EXERCISE REQUIREMENTS:
Determine the number of lines of the records below that include "surface". Respond with the number and no other text.

LISTED RECORDS:
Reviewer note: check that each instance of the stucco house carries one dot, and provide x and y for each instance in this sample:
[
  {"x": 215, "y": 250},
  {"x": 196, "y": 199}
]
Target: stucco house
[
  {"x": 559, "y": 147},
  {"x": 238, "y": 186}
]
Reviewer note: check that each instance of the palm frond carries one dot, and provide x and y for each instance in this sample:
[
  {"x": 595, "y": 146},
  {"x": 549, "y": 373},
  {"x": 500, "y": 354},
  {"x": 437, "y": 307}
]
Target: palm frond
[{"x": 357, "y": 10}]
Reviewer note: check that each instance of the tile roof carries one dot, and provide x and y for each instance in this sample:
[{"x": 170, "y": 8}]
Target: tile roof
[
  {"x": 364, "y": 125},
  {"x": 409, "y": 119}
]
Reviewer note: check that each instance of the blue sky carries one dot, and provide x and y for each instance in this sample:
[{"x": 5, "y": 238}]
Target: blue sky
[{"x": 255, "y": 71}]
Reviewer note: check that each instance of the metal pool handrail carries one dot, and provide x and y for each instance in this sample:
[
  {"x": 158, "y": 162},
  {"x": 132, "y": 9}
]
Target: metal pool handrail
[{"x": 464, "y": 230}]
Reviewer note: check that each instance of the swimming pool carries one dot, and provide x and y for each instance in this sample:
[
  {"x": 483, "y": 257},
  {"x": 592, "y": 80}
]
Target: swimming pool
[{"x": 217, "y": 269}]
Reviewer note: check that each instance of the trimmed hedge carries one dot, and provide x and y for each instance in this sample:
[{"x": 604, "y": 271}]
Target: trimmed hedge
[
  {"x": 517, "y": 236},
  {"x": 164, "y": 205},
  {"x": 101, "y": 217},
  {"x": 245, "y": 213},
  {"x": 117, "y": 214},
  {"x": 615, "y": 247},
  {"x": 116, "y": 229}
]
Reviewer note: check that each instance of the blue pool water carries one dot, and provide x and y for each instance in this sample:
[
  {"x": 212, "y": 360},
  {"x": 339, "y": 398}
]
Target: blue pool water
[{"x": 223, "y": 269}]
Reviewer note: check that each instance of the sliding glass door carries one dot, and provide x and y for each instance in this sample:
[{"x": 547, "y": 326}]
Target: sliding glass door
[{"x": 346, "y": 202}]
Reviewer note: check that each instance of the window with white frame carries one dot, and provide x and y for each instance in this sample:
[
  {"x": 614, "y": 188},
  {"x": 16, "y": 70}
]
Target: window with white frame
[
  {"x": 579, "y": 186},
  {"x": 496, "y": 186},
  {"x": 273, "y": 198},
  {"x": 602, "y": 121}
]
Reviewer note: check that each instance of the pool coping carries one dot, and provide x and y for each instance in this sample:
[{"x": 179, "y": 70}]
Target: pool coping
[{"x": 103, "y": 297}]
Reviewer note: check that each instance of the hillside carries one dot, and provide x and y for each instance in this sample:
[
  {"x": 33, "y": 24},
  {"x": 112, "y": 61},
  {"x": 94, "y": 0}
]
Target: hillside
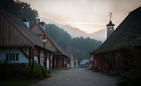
[{"x": 81, "y": 46}]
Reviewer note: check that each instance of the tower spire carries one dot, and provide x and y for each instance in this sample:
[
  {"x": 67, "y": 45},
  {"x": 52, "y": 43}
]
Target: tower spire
[{"x": 110, "y": 26}]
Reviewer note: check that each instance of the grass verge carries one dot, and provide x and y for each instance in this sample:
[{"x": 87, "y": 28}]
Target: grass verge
[{"x": 19, "y": 82}]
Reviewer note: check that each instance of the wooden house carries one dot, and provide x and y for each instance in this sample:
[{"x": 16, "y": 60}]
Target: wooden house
[
  {"x": 73, "y": 60},
  {"x": 117, "y": 53},
  {"x": 59, "y": 59},
  {"x": 18, "y": 44}
]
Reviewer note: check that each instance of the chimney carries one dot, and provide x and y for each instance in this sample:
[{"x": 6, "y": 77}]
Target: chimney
[{"x": 26, "y": 22}]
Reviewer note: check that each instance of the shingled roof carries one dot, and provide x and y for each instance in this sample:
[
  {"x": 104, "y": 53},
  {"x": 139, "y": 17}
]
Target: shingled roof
[
  {"x": 125, "y": 34},
  {"x": 58, "y": 50},
  {"x": 24, "y": 30}
]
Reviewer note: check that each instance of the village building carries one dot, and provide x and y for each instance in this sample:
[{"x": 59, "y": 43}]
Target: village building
[
  {"x": 59, "y": 59},
  {"x": 122, "y": 48},
  {"x": 73, "y": 62},
  {"x": 18, "y": 44}
]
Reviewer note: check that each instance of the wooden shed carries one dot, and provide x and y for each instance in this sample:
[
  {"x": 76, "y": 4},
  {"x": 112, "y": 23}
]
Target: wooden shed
[
  {"x": 18, "y": 44},
  {"x": 59, "y": 59}
]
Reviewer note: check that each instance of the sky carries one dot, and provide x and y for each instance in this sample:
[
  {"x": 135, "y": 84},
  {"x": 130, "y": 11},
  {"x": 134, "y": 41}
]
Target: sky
[{"x": 87, "y": 15}]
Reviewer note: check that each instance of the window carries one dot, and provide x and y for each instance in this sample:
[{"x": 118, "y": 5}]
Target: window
[{"x": 12, "y": 56}]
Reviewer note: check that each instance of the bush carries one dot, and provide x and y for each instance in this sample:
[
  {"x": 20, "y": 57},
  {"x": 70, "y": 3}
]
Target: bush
[
  {"x": 129, "y": 79},
  {"x": 37, "y": 71}
]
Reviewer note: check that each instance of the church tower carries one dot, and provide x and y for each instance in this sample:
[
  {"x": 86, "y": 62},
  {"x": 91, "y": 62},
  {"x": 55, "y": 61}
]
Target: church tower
[{"x": 110, "y": 26}]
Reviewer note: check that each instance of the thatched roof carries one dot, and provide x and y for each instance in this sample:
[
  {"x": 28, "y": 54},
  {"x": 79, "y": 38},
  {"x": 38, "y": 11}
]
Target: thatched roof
[
  {"x": 23, "y": 30},
  {"x": 125, "y": 34},
  {"x": 57, "y": 50}
]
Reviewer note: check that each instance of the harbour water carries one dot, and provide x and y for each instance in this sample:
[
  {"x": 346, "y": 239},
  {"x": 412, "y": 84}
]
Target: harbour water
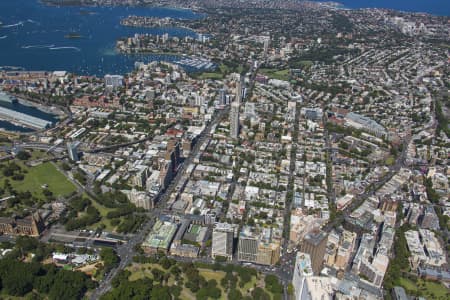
[
  {"x": 24, "y": 109},
  {"x": 39, "y": 37},
  {"x": 435, "y": 7}
]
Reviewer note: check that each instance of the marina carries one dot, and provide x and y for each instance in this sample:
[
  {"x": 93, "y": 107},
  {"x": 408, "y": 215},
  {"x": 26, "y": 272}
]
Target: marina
[
  {"x": 19, "y": 116},
  {"x": 196, "y": 63},
  {"x": 40, "y": 37}
]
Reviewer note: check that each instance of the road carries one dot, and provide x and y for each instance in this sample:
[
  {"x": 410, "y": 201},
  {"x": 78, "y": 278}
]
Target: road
[{"x": 127, "y": 251}]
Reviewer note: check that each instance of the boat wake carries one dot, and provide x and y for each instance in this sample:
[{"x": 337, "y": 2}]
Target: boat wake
[
  {"x": 65, "y": 48},
  {"x": 37, "y": 46},
  {"x": 13, "y": 25},
  {"x": 32, "y": 21}
]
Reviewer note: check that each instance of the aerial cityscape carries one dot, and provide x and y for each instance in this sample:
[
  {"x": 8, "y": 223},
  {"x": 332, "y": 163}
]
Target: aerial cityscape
[{"x": 224, "y": 149}]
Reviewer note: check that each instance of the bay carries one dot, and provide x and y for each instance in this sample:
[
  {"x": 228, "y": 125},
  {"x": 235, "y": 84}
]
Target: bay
[
  {"x": 435, "y": 7},
  {"x": 33, "y": 36}
]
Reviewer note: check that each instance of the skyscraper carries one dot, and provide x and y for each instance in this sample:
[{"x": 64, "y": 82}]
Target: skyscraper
[
  {"x": 222, "y": 240},
  {"x": 266, "y": 46},
  {"x": 72, "y": 149},
  {"x": 302, "y": 270},
  {"x": 239, "y": 85},
  {"x": 248, "y": 245},
  {"x": 258, "y": 246},
  {"x": 234, "y": 120},
  {"x": 112, "y": 81},
  {"x": 315, "y": 244}
]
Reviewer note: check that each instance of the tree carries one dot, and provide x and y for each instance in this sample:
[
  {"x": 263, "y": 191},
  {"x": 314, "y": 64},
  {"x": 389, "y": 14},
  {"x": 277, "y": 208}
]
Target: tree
[
  {"x": 110, "y": 258},
  {"x": 290, "y": 289},
  {"x": 234, "y": 294},
  {"x": 158, "y": 275},
  {"x": 23, "y": 155},
  {"x": 260, "y": 294}
]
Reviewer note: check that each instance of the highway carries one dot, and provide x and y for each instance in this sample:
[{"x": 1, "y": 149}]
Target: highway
[{"x": 127, "y": 251}]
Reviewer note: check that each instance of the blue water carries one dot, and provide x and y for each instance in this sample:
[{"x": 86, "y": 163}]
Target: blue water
[
  {"x": 29, "y": 110},
  {"x": 435, "y": 7},
  {"x": 32, "y": 36}
]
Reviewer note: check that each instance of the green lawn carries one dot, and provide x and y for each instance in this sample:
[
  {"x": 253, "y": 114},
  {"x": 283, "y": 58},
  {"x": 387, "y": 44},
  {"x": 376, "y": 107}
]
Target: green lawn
[
  {"x": 42, "y": 174},
  {"x": 103, "y": 212},
  {"x": 211, "y": 274},
  {"x": 276, "y": 74},
  {"x": 210, "y": 75},
  {"x": 428, "y": 289}
]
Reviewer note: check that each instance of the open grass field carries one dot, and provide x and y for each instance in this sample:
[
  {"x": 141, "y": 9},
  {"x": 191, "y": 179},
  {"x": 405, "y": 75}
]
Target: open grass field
[
  {"x": 427, "y": 289},
  {"x": 103, "y": 212},
  {"x": 39, "y": 175},
  {"x": 276, "y": 74},
  {"x": 139, "y": 271}
]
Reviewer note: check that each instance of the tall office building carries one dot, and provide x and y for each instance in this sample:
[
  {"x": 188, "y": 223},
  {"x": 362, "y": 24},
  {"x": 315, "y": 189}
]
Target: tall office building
[
  {"x": 258, "y": 246},
  {"x": 234, "y": 120},
  {"x": 302, "y": 270},
  {"x": 72, "y": 149},
  {"x": 222, "y": 240},
  {"x": 113, "y": 81},
  {"x": 266, "y": 46},
  {"x": 239, "y": 85},
  {"x": 315, "y": 244},
  {"x": 248, "y": 245}
]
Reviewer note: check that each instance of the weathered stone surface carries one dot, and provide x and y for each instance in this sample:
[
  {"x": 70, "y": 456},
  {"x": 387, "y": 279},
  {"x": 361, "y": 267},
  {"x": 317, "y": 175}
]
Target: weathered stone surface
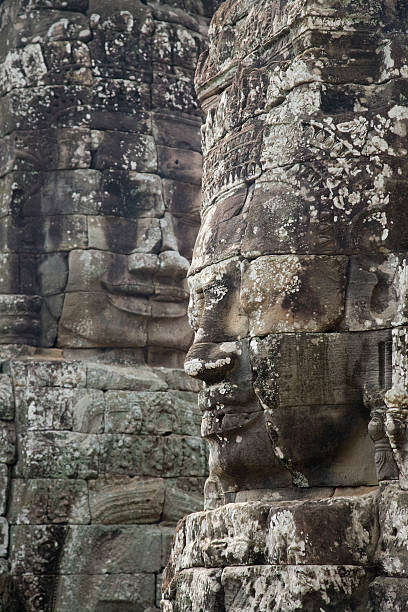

SOLUTION FOR THIS EXERCISE:
2